- What you should do
Retype each entry below exactly as it stands.

------ Material for the task ------

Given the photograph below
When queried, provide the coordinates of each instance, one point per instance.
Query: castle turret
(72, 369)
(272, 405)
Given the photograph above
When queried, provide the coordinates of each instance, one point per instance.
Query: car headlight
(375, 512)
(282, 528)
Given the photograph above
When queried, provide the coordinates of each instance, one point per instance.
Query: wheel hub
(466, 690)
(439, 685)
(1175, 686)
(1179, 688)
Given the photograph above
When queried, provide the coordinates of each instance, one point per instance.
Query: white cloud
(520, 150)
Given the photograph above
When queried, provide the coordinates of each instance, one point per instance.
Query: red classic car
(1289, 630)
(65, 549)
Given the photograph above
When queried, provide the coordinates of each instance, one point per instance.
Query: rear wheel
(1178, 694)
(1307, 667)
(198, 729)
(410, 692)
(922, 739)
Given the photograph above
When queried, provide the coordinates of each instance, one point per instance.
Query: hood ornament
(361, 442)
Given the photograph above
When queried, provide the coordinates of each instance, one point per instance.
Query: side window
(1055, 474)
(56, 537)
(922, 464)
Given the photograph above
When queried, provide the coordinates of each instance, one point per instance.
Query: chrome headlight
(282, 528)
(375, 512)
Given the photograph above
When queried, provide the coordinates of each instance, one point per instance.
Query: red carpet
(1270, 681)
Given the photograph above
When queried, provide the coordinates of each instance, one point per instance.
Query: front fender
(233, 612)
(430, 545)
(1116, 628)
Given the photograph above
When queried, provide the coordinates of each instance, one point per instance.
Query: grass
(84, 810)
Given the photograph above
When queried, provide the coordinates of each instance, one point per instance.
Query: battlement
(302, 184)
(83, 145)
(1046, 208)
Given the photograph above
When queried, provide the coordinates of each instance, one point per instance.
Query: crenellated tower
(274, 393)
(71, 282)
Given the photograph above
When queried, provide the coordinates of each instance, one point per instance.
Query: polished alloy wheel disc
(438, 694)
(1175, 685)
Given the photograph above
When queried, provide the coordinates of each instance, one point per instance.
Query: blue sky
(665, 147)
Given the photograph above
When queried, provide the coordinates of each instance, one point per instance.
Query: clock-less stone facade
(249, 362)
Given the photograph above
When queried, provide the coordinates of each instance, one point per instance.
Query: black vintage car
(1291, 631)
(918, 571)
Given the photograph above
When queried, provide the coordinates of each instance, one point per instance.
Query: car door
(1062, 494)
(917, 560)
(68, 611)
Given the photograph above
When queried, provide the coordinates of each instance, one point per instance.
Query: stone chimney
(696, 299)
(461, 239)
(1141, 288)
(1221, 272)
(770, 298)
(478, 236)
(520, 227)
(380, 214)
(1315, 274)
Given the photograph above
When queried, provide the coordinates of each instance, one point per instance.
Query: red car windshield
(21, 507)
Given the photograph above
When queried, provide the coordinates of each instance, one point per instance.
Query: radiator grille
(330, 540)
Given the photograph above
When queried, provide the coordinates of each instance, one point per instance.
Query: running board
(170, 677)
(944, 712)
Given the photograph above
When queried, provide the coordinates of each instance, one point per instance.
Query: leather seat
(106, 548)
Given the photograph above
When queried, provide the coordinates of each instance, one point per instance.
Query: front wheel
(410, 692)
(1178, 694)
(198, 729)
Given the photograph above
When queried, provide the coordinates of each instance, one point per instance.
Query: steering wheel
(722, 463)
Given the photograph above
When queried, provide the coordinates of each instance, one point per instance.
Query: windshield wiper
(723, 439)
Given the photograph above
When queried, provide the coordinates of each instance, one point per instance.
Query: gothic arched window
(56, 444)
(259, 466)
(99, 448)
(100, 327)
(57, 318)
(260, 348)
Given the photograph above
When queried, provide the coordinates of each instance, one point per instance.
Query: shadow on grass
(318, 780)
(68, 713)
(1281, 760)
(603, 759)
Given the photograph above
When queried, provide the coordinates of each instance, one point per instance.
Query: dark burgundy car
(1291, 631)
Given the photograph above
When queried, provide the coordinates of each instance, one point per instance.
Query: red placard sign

------

- Answer below
Given the photograph below
When queried, provide the coordinates of each instance, one point per instance.
Query: castle turret
(72, 369)
(272, 405)
Given the photograph above
When queried, provide the coordinates of each instance, one point per instance.
Query: car headlight
(375, 512)
(282, 528)
Given the photograph above
When queried, provide the coordinates of each instance, one point per instance.
Query: wheel hub
(466, 690)
(439, 685)
(1175, 686)
(1179, 688)
Given the photograph above
When queried, provide the coordinates of each instance, one point per instance.
Query: white cloud
(520, 150)
Given the photograph above
When queried, provide the coordinates of each instance, one point per instance.
Query: red classic car
(1289, 630)
(65, 549)
Given the photograph above
When queried, provide the coordinates of each instance, one point per instance.
Query: rear wheel
(1178, 694)
(1307, 667)
(198, 729)
(410, 692)
(922, 739)
Given the photograph above
When queried, provide the coordinates of each instance, one point per instance.
Query: hood ornament
(361, 442)
Given the photograph above
When queried, provide the coordinates of each instance, one point per instance.
Query: side window
(1055, 474)
(56, 537)
(922, 464)
Given the photograph above
When queried, provide the coordinates of each instance, one point per instance.
Query: chrome headlight
(282, 528)
(375, 512)
Given the photograph above
When queried, provide the coordinates of each instance, one point per instance.
Query: red carpet
(1270, 681)
Given the photograph above
When queried, provide the coordinates of each instance, one point per instance.
Query: front fender
(233, 612)
(430, 545)
(1116, 628)
Given the photograph above
When queried, provide the coordinates of each instance, one point per instance.
Query: grass
(84, 810)
Given the photograph above
When queried, provide the coordinates of each instance, one point per instance.
Query: battlement
(302, 184)
(83, 145)
(1046, 208)
Given the photograph above
When queried, provide the coordinates of each instance, one point per instance.
Query: crenellated tower
(274, 393)
(71, 282)
Given the photograph above
When queried, provide the coordinates of each instance, one point per instance.
Query: polished alloy wheel disc
(438, 694)
(1175, 685)
Given the photograph above
When queried, provide the coordinates of each instance, one point per instance.
Query: blue sky
(665, 147)
Given the photograph above
When queried, provide the coordinates of each instance, one point per instance.
Query: clock-less stone facade
(249, 362)
Given the photograph above
When queried, provide the coordinates of each instance, one point per instance.
Query: black vintage car
(1291, 631)
(918, 571)
Given the photograph above
When queried, provide the coordinates of each instance, one point per instance.
Query: car door
(1062, 494)
(917, 560)
(68, 611)
Given the photograph above
When queried, provide the coordinates of each instance, one point per instance.
Query: stone chimney
(696, 299)
(461, 239)
(1141, 288)
(1221, 272)
(770, 298)
(478, 236)
(520, 227)
(380, 214)
(1315, 274)
Given the photograph above
When queried, provide the coordinates of each instance, one point per instance.
Query: red car windshield
(21, 507)
Given the photograph above
When queried, provide the coordinates of each instance, one point per instance.
Query: radiator grille
(330, 540)
Given the photograph above
When queried, provide the coordinates of each instance, one point per instance.
Query: running board
(170, 677)
(944, 712)
Given the photograph above
When queried, provide the coordinates of each instance, one point per instance.
Query: leather seat
(106, 548)
Given the photograph above
When queried, provide the coordinates of each instance, one point per instance.
Query: front wheel
(410, 692)
(1178, 694)
(198, 729)
Given the photograph above
When queried, provide the coordinates of each instance, one point per instance.
Query: steering wheel
(722, 463)
Given the photograph above
When queried, provide the coordinates of each instance, one point per instance.
Query: windshield wiper
(723, 439)
Given the photograph above
When queried, provide the coordinates of each instance, one point per instance.
Query: gothic arched window
(56, 444)
(259, 466)
(99, 448)
(100, 327)
(57, 318)
(260, 348)
Given the photograph above
When queried, provide the coordinates of each instance, one point per instance.
Query: shadow on grass
(318, 780)
(68, 713)
(1281, 760)
(603, 759)
Given the photograph above
When queried, provide the coordinates of each instance, one point per instance.
Query: dark burgundy car
(1291, 631)
Given the photograph above
When queried, provide the coordinates of each instance, one point per instance.
Query: red placard sign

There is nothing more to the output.